* Start TASK INPUTS *
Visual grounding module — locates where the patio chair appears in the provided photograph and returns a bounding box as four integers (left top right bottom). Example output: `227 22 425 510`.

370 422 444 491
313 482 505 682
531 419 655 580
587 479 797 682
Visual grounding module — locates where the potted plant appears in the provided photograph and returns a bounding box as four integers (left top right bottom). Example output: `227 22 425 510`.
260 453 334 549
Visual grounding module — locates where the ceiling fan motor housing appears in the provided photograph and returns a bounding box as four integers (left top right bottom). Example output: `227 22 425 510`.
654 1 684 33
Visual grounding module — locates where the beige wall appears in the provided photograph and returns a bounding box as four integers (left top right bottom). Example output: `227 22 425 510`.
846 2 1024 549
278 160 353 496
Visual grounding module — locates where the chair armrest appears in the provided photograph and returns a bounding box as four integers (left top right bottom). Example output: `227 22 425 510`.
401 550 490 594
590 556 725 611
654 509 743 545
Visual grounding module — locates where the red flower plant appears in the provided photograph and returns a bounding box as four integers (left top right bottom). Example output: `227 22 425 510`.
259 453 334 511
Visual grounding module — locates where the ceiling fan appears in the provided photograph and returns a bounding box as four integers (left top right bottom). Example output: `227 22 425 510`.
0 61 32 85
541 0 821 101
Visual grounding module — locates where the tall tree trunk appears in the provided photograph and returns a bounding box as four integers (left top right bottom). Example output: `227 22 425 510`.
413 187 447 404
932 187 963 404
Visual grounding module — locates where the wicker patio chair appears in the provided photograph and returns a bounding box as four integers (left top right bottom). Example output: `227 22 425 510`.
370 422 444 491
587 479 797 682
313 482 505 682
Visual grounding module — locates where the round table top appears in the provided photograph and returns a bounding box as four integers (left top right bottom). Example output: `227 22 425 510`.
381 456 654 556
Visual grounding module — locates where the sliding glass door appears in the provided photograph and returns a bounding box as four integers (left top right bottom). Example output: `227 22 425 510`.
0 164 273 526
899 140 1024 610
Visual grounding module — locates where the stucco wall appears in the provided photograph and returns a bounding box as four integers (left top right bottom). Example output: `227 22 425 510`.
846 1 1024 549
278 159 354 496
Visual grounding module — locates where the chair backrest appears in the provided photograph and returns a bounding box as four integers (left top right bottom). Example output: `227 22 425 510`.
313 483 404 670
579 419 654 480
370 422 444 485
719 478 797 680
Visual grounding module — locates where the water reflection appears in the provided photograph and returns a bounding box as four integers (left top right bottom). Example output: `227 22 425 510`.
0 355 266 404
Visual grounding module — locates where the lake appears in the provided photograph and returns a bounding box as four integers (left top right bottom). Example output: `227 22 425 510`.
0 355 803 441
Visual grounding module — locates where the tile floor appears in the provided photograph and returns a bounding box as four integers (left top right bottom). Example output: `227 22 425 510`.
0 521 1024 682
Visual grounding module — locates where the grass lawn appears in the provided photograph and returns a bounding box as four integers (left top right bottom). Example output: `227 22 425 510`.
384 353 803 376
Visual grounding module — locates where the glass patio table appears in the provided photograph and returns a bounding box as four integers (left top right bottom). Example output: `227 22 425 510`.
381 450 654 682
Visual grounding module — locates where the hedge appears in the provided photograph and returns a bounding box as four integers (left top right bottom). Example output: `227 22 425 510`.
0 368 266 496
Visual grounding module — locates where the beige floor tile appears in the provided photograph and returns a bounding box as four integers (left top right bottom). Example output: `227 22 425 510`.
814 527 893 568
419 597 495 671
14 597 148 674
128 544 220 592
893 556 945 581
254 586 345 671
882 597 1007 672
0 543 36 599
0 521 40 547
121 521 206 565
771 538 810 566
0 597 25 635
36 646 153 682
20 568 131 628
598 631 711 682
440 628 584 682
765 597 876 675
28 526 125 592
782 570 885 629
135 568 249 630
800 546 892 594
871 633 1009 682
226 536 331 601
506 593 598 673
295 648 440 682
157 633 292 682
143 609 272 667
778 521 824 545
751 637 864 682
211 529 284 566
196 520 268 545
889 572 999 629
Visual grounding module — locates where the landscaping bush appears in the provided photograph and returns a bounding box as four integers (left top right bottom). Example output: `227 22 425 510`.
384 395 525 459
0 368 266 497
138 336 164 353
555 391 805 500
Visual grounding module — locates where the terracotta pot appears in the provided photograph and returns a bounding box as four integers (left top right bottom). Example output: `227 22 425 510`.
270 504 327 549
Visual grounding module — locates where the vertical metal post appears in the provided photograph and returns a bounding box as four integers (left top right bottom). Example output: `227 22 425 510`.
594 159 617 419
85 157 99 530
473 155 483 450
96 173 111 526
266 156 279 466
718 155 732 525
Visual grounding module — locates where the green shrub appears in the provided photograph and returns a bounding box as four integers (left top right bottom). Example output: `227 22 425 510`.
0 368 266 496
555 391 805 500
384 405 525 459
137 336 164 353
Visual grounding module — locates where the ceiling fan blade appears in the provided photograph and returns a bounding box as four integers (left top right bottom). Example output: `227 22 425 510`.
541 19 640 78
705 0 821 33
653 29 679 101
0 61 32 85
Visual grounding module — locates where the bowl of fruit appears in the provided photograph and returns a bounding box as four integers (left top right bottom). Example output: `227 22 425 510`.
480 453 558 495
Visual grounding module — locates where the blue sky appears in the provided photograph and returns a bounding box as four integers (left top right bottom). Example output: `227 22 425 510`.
* End TASK INPUTS *
TASK BRIEF:
Could you convert the rows above into a Markdown table with the columns No and Text, numbering each row and omitting blank lines?

WRITTEN SOLUTION:
| No | Text |
|---|---|
| 1 | Visual grounding module — locates where the patio chair appears in the provided photograph and returns a bounding box as four integers (left top right bottom). Example output: `227 22 425 510`. |
| 2 | 370 422 444 491 |
| 3 | 313 482 505 682 |
| 4 | 531 419 655 580 |
| 5 | 587 479 797 682 |
| 6 | Visual grounding module — locates where the potted plant appears in the provided photograph and returns a bounding box as four integers (left top right bottom). Example output: `227 22 425 510`. |
| 7 | 260 453 334 549 |
| 8 | Visual grounding module — locates where the ceiling fan motor housing appears in the provided photograph and returns a bounding box as four integers (left top right bottom). Example output: `227 22 425 510`. |
| 9 | 654 1 684 33 |
| 10 | Visual grounding module — locates where the beige wall appears in the provided photograph and returns a bounding box as four integers (left top right bottom). Example output: `227 22 425 510`. |
| 11 | 846 2 1024 549 |
| 12 | 278 160 353 496 |
| 13 | Visual grounding module — locates where the chair armrest appears in the provided photograph and returns a bounding box as four integers (left top right bottom). Example output: `227 22 425 510`. |
| 14 | 401 550 490 594 |
| 15 | 590 556 725 611 |
| 16 | 654 509 743 545 |
| 17 | Visual grounding module — locates where the red flower plant appears in the provided photograph and returns a bounding box as four integers (left top right bottom). Example output: `227 22 425 510`. |
| 18 | 259 453 334 511 |
| 19 | Visual grounding module — locates where the ceiling fan appears in the provided photograph and returns a bounding box as four integers (left top right bottom). Example output: `227 22 425 510`. |
| 20 | 0 61 32 85 |
| 21 | 541 0 821 101 |
| 22 | Visual grounding module — locates where the tall tree trunk appears in the provided photograph and returns a bounding box as four integers (left top right bottom). Example output: `227 22 425 510`. |
| 23 | 413 187 447 404 |
| 24 | 932 187 963 404 |
| 25 | Visual grounding module — locates where the wicker patio chair appears in the provided photograph and returns a bounding box as four integers (left top right bottom). Example output: `227 22 425 510`. |
| 26 | 370 422 444 491 |
| 27 | 587 479 797 682 |
| 28 | 313 482 505 682 |
| 29 | Visual grounding module — locates where the round table top appears in the provided photograph and returns a bounding box as four integers (left top right bottom). Example output: `227 22 425 510`. |
| 30 | 381 456 654 556 |
| 31 | Visual grounding module — locates where the sliding glass door appears in the provided photograph and returns a bounding box as four integers (left top right bottom). Example output: `227 22 425 510`. |
| 32 | 0 164 273 526 |
| 33 | 899 140 1024 610 |
| 34 | Visual grounding module — locates where the stucco wall appears in the provided photograph and returns a bounding box as four integers (left top right bottom). Example output: `227 22 425 510`. |
| 35 | 846 1 1024 549 |
| 36 | 278 159 354 496 |
| 37 | Visual grounding module — locates where the chair backrest appears in the provided photograph and returns a bounding box as four integers (left top right bottom). Example output: `227 22 425 510`. |
| 38 | 313 483 404 670 |
| 39 | 579 419 654 480 |
| 40 | 370 422 444 485 |
| 41 | 719 478 797 680 |
| 42 | Visual grounding module — locates where the water reflection appears in the provided photograph and returns a bounding box as four integers (left top right bottom). Example output: `227 22 425 510`. |
| 43 | 0 355 266 404 |
| 44 | Visual grounding module — locates where the lake appears in the provided photograph and returns a bounding box as four integers (left top right bottom). Example output: `227 22 425 510`. |
| 45 | 0 355 803 441 |
| 46 | Visual grounding module — locates where the tile floor appears in the provided photograph and returns a bounding box as four integers (left top right bottom). Example output: `227 22 425 510`. |
| 47 | 0 521 1024 682 |
| 48 | Visual grounding module — locates where the grass lawn appears in the provided photograph and returns a bounding box as four integers (left top right bottom). Example output: `227 22 425 510`. |
| 49 | 384 353 803 376 |
| 50 | Visual grounding module — locates where the glass patio table appears in the provided photograph and returns a bounding box as four integers (left top right bottom). Example output: `227 22 425 510`. |
| 51 | 381 450 654 682 |
| 52 | Visual grounding module — locates where the hedge appears in the provided photograph and returns a bounding box as four integers (left top right bottom). Example output: `227 22 425 510`. |
| 53 | 0 368 266 496 |
| 54 | Visual grounding module — locates where the beige floor tile appears in the provided photograph and returns a bounding box as four integers (left top right bottom). Example output: `227 22 425 510`. |
| 55 | 814 527 893 568 |
| 56 | 419 597 495 671 |
| 57 | 14 597 148 674 |
| 58 | 128 544 220 592 |
| 59 | 893 556 945 581 |
| 60 | 254 586 345 671 |
| 61 | 882 597 1007 672 |
| 62 | 0 543 36 599 |
| 63 | 0 521 40 547 |
| 64 | 121 521 206 565 |
| 65 | 771 538 810 566 |
| 66 | 0 597 25 635 |
| 67 | 36 646 153 682 |
| 68 | 20 568 131 628 |
| 69 | 598 631 711 682 |
| 70 | 440 628 584 682 |
| 71 | 765 597 876 675 |
| 72 | 28 526 125 592 |
| 73 | 782 570 885 629 |
| 74 | 135 568 249 630 |
| 75 | 800 546 892 594 |
| 76 | 871 633 1009 682 |
| 77 | 226 536 331 601 |
| 78 | 506 593 598 673 |
| 79 | 295 648 440 682 |
| 80 | 157 633 292 682 |
| 81 | 143 609 272 667 |
| 82 | 778 521 824 545 |
| 83 | 751 637 864 682 |
| 84 | 211 529 284 566 |
| 85 | 196 520 268 545 |
| 86 | 889 572 999 629 |
| 87 | Visual grounding module — locates where the landscaping bush appears in the provided photograph and returns a bounding box as four integers (left top right bottom). Example output: `227 22 425 510`. |
| 88 | 384 395 525 459 |
| 89 | 0 368 266 497 |
| 90 | 138 336 164 353 |
| 91 | 555 391 805 500 |
| 92 | Visual grounding module — locates where the terracotta pot appears in the provided photograph and returns a bounding box as four integers (left top right bottom). Example output: `227 22 425 510`. |
| 93 | 270 504 327 549 |
| 94 | Visual grounding module — locates where the vertical metal post appears in the provided photograph and returns a bounding box as four integers (left top right bottom). Example output: `227 22 425 510`. |
| 95 | 594 159 617 419 |
| 96 | 85 157 99 530 |
| 97 | 473 155 483 450 |
| 98 | 96 173 111 526 |
| 99 | 266 156 279 466 |
| 100 | 718 155 732 525 |
| 101 | Visual grounding module — locates where the green shrub appears in the provided photograph and returns a bounding box as four integers (left top right bottom). Example output: `227 22 425 510`. |
| 102 | 0 368 266 496 |
| 103 | 555 391 805 500 |
| 104 | 384 405 525 459 |
| 105 | 137 336 164 353 |
| 106 | Visual grounding module — locates where the ceiling fan blade appears in the provided photograph and returns a bounding box as four integers (left top right bottom). Example output: `227 22 425 510`. |
| 107 | 541 19 640 78 |
| 108 | 705 0 821 33 |
| 109 | 653 29 679 101 |
| 110 | 0 61 32 85 |
| 111 | Visual grounding module — locates where the bowl of fruit appears in the provided photograph and returns a bounding box as four integers (left top right bottom). Example output: `227 22 425 510`. |
| 112 | 480 453 558 495 |
| 113 | Visual grounding module — locates where the blue sky appears in the provided photograph and returns a bounding box as four integers (left top right bottom). Example output: `227 22 425 510`. |